---------- SUPPLIED MATERIAL ----------

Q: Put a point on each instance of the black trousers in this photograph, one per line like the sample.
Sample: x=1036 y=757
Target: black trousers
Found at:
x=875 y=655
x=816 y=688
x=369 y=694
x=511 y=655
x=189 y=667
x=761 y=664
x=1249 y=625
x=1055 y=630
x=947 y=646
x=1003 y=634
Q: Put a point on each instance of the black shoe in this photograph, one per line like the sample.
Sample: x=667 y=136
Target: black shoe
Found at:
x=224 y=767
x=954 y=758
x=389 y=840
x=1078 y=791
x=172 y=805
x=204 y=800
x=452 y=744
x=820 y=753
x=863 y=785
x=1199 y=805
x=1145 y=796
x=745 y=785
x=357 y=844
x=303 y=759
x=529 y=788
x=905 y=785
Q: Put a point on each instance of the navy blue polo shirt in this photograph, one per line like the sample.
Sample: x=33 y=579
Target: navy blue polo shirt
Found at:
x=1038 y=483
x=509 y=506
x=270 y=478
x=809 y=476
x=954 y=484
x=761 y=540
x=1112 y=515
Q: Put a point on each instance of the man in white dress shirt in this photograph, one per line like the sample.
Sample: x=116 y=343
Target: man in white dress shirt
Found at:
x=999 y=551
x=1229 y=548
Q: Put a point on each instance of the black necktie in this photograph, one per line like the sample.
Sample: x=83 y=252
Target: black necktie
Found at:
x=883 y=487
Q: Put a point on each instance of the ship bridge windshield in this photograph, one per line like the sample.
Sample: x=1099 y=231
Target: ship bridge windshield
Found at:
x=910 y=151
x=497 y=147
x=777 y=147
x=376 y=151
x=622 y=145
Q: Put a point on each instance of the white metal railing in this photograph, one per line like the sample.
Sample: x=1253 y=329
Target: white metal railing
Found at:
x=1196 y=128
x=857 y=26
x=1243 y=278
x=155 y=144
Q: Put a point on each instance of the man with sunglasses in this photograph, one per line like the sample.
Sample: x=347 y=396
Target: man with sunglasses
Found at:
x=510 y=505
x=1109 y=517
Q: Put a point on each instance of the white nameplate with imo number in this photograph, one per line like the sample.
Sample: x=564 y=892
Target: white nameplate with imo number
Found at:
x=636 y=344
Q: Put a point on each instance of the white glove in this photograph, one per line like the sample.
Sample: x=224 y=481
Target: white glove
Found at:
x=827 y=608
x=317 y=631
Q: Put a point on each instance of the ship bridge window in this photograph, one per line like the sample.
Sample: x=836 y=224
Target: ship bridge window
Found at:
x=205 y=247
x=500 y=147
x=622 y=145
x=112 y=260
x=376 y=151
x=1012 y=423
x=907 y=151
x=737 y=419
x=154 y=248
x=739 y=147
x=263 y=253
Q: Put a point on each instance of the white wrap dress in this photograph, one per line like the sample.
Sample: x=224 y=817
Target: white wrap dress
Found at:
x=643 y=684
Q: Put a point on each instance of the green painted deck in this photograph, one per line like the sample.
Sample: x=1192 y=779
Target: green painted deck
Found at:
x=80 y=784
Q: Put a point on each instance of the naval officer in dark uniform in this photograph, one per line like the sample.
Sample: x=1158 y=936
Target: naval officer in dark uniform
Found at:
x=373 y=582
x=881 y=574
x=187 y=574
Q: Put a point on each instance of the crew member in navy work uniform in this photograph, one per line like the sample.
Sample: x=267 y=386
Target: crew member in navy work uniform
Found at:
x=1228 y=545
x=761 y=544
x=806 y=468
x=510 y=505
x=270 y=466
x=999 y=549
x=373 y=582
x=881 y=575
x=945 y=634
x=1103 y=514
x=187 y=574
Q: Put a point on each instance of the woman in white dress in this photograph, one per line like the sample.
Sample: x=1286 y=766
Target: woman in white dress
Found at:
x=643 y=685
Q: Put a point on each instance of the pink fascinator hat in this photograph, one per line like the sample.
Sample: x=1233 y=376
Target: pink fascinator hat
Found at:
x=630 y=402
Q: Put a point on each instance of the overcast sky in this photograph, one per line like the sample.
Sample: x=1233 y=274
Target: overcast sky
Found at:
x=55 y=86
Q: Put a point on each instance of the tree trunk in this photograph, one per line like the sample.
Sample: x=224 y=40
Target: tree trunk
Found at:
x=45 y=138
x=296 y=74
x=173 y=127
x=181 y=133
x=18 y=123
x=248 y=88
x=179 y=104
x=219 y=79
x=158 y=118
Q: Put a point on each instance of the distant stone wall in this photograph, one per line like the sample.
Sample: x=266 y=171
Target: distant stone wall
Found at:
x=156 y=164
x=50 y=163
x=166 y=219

----------

### EXERCISE:
Copy all of the records above line for line, with no changes.

### THE REPLY:
Q: Put a point on each instance of the black trousers in this photograph, one per line like the sample.
Sample: x=1036 y=757
Target: black trousers
Found at:
x=875 y=655
x=816 y=688
x=369 y=694
x=511 y=655
x=189 y=667
x=761 y=664
x=1249 y=625
x=1055 y=630
x=947 y=646
x=1003 y=634
Q: Put a point on each instance of the black shoe in this photograph, one per line like the sample.
Sample: x=667 y=136
Target: black shoe
Found at:
x=224 y=767
x=954 y=758
x=389 y=840
x=1078 y=791
x=172 y=805
x=204 y=800
x=452 y=744
x=820 y=753
x=863 y=785
x=1199 y=805
x=1145 y=796
x=745 y=785
x=357 y=844
x=303 y=759
x=529 y=788
x=905 y=785
Q: Put a point on each instance of the navy blue polo shirt in this photograph, one per line like the sample.
Sample: x=33 y=579
Target: navy blue polo shirt
Found at:
x=1038 y=483
x=509 y=506
x=270 y=478
x=809 y=476
x=954 y=484
x=761 y=540
x=1112 y=515
Q: Put a point on each instance of the man in white dress shirt in this photograph, one per line like the sample.
Sample: x=116 y=343
Target: man in white dress shirt
Found at:
x=999 y=551
x=1229 y=548
Q: Put a point on each instance of the black necktie in this photograph, one per line like the sample.
Sample: x=83 y=252
Target: black necktie
Found at:
x=883 y=487
Q: Put a point on each instance of the ship bridge windshield in this photograph, one per line like the sample.
Sample: x=1099 y=231
Target: ship bridge windshield
Found at:
x=910 y=151
x=497 y=147
x=777 y=147
x=376 y=151
x=622 y=145
Q: Put a point on each instance of the white metal railing in this photograph, one per line like the sample.
Sample: x=1253 y=329
Target: white metal railing
Found at:
x=1196 y=128
x=857 y=26
x=1243 y=278
x=155 y=144
Q: Put a point on each instance of the man with sunglasses in this photograph, one per line like the sample.
Sample: x=347 y=396
Target: man with sunglasses
Found at:
x=510 y=505
x=1109 y=517
Q: Put a point on each instance of the white nameplate with imo number in this photograph, one per line like the sample.
Sample: x=564 y=892
Target: white nameplate with imo number
Found at:
x=636 y=344
Q: Put a point on each instance of the white glove in this photograph, one per line like the sample.
Sample: x=224 y=481
Target: white glove
Found at:
x=827 y=608
x=317 y=631
Q: Put a point on each instance of the ship bridge window in this photograph, one per line like the sample.
Sample: x=836 y=224
Target: ship bridge window
Found at:
x=205 y=247
x=500 y=147
x=622 y=145
x=112 y=260
x=376 y=151
x=1012 y=423
x=907 y=151
x=737 y=419
x=154 y=248
x=739 y=147
x=263 y=253
Q: Put a point on each instance of the white wrap dress in this photograph, one per line like the sample.
Sample: x=224 y=817
Target: white wrap dress
Found at:
x=643 y=684
Q: Put a point on each instance of the green painted deck in this photograph, one per line like the sample.
Sample: x=1192 y=779
Target: green painted deck
Found at:
x=80 y=784
Q: Put a point on each instance of the naval officer in dark uniform in this photograph, one per line like the sample.
Sample: x=1158 y=936
Target: naval officer in dark uniform
Found at:
x=373 y=582
x=881 y=574
x=187 y=574
Q: Put a point on each instance of the crew member in navy work uniform in this photograph, one per line like the sample.
Sample: x=267 y=386
Target: crew member in navy work uniform
Found at:
x=1228 y=545
x=761 y=544
x=806 y=468
x=510 y=505
x=270 y=466
x=999 y=549
x=373 y=582
x=881 y=575
x=945 y=634
x=1103 y=514
x=187 y=574
Q: Put a point on each instance of the woman in white dress in this photograph, one per line like the sample.
Sample: x=1286 y=766
Target: woman in white dress
Found at:
x=643 y=685
Q: Put a point on each instance of the pink fascinator hat in this photograph, one per line like the sample.
Sample: x=1233 y=376
Target: pink fascinator hat
Found at:
x=630 y=402
Q: Put a point on each instance of the overcast sky in this photograph, one per line like the sample.
Sample: x=1233 y=274
Target: overcast sky
Found at:
x=55 y=86
Q: Put a point on each instance of the tree trunk in this photograph, one per line like the sample.
Sample: x=224 y=40
Target: tree trunk
Found at:
x=45 y=138
x=296 y=74
x=173 y=127
x=181 y=133
x=18 y=123
x=248 y=88
x=179 y=104
x=219 y=79
x=158 y=118
Q: Put a point on each instance of the distant stone wall in this photograph, one per line like the sample.
Sample: x=266 y=171
Target: distant stone wall
Found at:
x=156 y=164
x=50 y=163
x=166 y=219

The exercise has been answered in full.